>>>>>
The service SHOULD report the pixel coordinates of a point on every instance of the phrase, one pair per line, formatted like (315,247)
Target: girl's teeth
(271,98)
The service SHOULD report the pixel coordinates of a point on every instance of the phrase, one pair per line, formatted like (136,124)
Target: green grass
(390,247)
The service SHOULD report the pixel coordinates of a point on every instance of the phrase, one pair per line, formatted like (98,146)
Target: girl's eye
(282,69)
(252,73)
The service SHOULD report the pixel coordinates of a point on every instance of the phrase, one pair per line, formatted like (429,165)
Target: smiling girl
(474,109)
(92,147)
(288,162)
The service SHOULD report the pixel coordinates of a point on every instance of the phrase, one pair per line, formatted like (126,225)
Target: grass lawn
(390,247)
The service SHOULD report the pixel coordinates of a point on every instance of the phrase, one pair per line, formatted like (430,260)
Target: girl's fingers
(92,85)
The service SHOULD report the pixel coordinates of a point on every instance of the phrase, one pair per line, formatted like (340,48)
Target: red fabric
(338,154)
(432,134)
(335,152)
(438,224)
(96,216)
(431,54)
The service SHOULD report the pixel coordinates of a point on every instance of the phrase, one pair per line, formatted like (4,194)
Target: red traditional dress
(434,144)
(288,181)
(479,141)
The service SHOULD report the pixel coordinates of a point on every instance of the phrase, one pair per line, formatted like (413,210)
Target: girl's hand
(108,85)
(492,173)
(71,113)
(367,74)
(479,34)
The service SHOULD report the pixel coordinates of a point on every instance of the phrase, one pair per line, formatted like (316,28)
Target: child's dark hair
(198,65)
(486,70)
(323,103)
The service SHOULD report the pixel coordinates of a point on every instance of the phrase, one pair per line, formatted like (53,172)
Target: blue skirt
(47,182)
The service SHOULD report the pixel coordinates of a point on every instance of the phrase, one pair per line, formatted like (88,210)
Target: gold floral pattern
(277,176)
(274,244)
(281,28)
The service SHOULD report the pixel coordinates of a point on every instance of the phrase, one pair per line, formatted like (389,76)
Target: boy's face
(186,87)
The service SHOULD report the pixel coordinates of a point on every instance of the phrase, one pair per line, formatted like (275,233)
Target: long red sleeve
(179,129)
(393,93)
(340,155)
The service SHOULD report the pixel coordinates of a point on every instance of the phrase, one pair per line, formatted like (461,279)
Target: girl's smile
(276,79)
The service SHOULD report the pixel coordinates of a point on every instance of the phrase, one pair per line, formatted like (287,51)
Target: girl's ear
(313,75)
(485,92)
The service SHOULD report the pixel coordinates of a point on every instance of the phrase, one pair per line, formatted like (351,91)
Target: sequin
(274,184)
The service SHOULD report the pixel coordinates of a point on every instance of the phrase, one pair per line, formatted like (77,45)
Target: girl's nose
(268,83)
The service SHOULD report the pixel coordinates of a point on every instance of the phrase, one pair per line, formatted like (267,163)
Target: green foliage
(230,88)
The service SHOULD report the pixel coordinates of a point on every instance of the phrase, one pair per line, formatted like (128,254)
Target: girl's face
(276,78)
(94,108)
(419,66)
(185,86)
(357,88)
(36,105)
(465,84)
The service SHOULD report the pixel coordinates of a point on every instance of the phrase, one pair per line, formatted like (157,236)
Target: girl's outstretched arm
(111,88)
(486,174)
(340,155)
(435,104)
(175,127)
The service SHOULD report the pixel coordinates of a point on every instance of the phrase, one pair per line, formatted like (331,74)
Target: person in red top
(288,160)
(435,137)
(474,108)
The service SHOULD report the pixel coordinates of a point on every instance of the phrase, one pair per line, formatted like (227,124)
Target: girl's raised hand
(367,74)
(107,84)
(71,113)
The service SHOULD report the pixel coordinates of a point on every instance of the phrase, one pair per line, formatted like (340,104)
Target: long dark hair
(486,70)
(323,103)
<<<<<
■ **TASK OBJECTIVE**
Return the listing in full, exactly.

■ **RESPONSE TO THIS EXERCISE**
The service SHOULD report the pixel coordinates of a point on every instance of the phrase, one pair per line, formatted like (315,247)
Target: girl's teeth
(271,98)
The service SHOULD report the pixel coordinates of a point on every instance of the phrase, one pair per line, formatted like (136,124)
Target: green grass
(390,247)
The service SHOULD report the pixel coordinates of a point on every instance of the phrase, one pair per line, formatted like (98,146)
Target: girl's eye
(282,69)
(252,73)
The service SHOULD report the pixel coordinates of a point on every instance of the phrase, one pair per line, formatted like (429,165)
Target: smiling girl
(474,109)
(92,147)
(288,162)
The service SHOULD report the pixel coordinates of a point on every instance of the phrase, one pair per line, formatted like (126,225)
Target: grass lawn
(390,247)
The service SHOULD report the pixel coordinates of a point on every instance of the phrase, one pair per line, formatted like (430,260)
Target: girl's fingers
(92,85)
The service SHOULD report the pixel coordinates of a point on every instance of the phrase, one pair per line, formatted like (340,48)
Target: red fabric
(338,154)
(432,134)
(335,152)
(438,224)
(96,216)
(431,54)
The service SHOULD report the pixel coordinates of a point on every instance of the phrase, one pair per line, formatted like (4,194)
Target: red traditional dress
(434,144)
(288,181)
(479,141)
The service SHOULD report the pixel coordinates of a point on every instance of the phrase, one pair per line, formatted like (413,210)
Target: girl's hand
(108,85)
(492,173)
(71,113)
(367,74)
(479,34)
The service SHOULD report the pixel coordinates of a point on every instance of the phrase, one pair per line, formatted like (316,28)
Target: child's dark hair
(198,65)
(486,70)
(323,103)
The service SHOULD report the pixel coordinates of a point on every instance of the phrase, one pair per line, formatted like (53,172)
Target: blue skirt
(47,182)
The service SHOULD report the pixel coordinates of a point on every instance of the phrase, one pair per line, formatted like (88,210)
Target: gold floral pattern
(277,176)
(274,244)
(281,28)
The service SHOULD report the pixel coordinates of a point on every instance of the phrase, one pair per line, formatted like (389,76)
Target: boy's face
(186,87)
The service SHOULD report the pixel coordinates of a point on every instance of the phrase, one pair per line, formatted like (275,233)
Target: long red sleeve
(179,129)
(393,93)
(340,155)
The service SHOULD report the pixel coordinates of a point on every instance of the phrase, one pair per line, formatted like (461,279)
Target: girl's smile
(276,79)
The service SHOULD report the pixel coordinates of a point on every instance of the phrase, one pair per line, formatted like (287,51)
Target: girl's ear
(313,75)
(485,92)
The service SHOULD report the pixel coordinates of a point on every instance of the phrase, one pair per line, formatted like (351,91)
Target: sequin
(274,184)
The service SHOULD report the pixel coordinates of a point on every instance of the phrase, one pair per line, formatted like (77,45)
Target: girl's nose
(268,83)
The service SHOULD report the pixel coordinates of a point on every instance of the phrase, one pair per line, formatted like (267,163)
Target: green foliage
(230,88)
The service SHOULD report the pixel coordinates of a point on every instance of the phrase, one pair per line, formatted like (128,254)
Target: girl's face
(276,78)
(94,108)
(419,66)
(185,86)
(357,88)
(36,105)
(465,84)
The service SHOULD report the pixel coordinates of a point on every instance of the phrase, one pair per line, formatted like (157,236)
Target: girl's outstretched arm
(111,88)
(486,174)
(340,155)
(435,104)
(175,127)
The service SHOULD report the pixel coordinates of a point on every instance of the phrase, one pair per line, formatted like (331,74)
Target: person in red top
(288,160)
(435,137)
(474,108)
The service SHOULD report the pixel coordinates of a point on every instance of the phrase, one pair per line, formatted like (227,124)
Target: girl's raised hand
(367,74)
(107,84)
(71,113)
The service SHOULD report the pixel coordinates of a point on every instance of the phrase, one pair per line, formatted like (340,104)
Target: long dark hair
(486,70)
(323,103)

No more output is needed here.